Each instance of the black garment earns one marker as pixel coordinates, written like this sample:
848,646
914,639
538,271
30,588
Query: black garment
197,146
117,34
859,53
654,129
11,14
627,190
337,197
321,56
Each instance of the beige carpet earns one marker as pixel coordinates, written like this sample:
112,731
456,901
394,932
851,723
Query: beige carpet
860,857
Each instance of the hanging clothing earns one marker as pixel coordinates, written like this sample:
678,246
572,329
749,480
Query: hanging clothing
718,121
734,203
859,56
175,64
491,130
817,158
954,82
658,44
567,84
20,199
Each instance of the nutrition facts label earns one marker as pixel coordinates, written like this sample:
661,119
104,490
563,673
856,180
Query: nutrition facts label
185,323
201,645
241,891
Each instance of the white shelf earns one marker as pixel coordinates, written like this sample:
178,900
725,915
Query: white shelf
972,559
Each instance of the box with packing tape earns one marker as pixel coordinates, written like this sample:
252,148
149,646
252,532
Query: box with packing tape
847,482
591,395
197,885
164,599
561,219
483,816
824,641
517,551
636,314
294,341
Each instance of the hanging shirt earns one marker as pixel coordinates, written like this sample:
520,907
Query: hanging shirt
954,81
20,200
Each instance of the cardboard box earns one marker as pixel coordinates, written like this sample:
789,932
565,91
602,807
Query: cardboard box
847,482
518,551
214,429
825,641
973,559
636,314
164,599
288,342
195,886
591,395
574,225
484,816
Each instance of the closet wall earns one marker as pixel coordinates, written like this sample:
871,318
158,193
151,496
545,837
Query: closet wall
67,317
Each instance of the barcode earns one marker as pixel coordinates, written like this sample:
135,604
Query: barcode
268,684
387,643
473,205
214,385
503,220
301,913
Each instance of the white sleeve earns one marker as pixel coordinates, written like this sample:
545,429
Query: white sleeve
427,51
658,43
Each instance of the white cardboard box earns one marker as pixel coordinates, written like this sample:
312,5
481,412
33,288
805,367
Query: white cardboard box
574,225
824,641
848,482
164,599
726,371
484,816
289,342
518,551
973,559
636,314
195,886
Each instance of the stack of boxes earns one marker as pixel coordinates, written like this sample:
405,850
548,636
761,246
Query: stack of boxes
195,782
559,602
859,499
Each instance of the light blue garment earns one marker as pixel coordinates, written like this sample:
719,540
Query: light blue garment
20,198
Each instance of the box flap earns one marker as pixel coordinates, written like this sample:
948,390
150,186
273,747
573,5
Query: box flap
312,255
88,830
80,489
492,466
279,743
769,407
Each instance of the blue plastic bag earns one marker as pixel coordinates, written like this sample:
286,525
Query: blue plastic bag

• **PROMPT**: Every entry should be reproduced exactly, with no part omitted.

• **RESPONSE TO THE EXERCISE**:
Each instance of the black garment earns one marker as pixel coordinates, written like this sample:
848,646
914,639
538,271
30,588
Query: black garment
197,146
117,34
859,53
654,129
11,14
627,190
337,197
321,56
Each instance of the beige carpet earns one marker as pixel coordinates, written like this sample:
112,731
456,901
394,932
851,723
Query: beige carpet
860,857
Each instance of the hanging clothing earns one marker as pixel coordinates, written like this sample:
678,246
572,329
749,480
Query: hanging clothing
718,121
734,203
859,56
175,64
491,130
817,158
954,82
658,44
567,84
20,199
Each instance of the nutrition facts label earns one marker as pixel coordinates, written like this sample:
661,119
104,490
563,673
856,180
Query: nutrition facts label
185,323
201,645
241,891
Each instance of the white shelf earns one marker as pixel coordinates, written like this sample:
178,900
725,915
Query: white shelf
972,559
Each instance of the box with packing tape earns one marker as pixel coordinates, written like this sample:
252,148
149,646
252,532
Query: box with packing tape
847,482
591,395
197,885
164,599
561,219
483,816
824,641
517,551
636,314
294,341
Each instance of the hanging shirt earns one marker as pixel coordinates, written like this sample:
520,907
Query: hanging shirt
954,81
20,200
Each instance of the cardboard box earns one marker as pixel coordinates, written like this sample:
789,932
565,91
602,807
Query: cardboard box
847,482
518,551
214,429
825,641
973,559
636,314
164,599
288,342
195,886
591,395
574,225
484,816
Each instance of the closet wall earns one marker as pixel coordinates, written like this sample:
871,318
158,193
151,496
545,837
Query: closet wall
67,317
Each instance of the barcode earns one marker as pixel coordinates, written like this sample:
135,604
Query: barcode
268,684
387,643
473,205
214,385
503,220
301,913
Each instance of the white sleeve earns one marker as pixel coordinates, written like this sample:
545,429
Query: white sleeve
427,51
658,43
Each instance of the white cardboard box earns one marker as pixel coordinates, written like this sample:
312,5
481,412
33,288
805,367
Query: white cardboard box
574,225
824,641
848,482
164,599
726,371
484,816
289,342
518,551
973,559
636,314
195,886
Each instance of the stack of boxes earns one marker as pixel coordinates, written like this sample:
405,850
548,636
761,246
Query: stack of boxes
195,782
559,602
859,499
Each instance of the light blue garment earns one marker as pixel coordinates, written like this sample:
719,540
Query: light blue garment
20,198
Each instance of the box flap earns one marker as pixel coordinates, written like this sample:
948,390
150,186
273,747
573,5
Query: box flap
312,255
88,830
80,489
492,466
279,743
769,407
Each instance of the blue plastic bag earns one marker as pixel coordinates, written like this sample:
286,525
Query: blue plastic bag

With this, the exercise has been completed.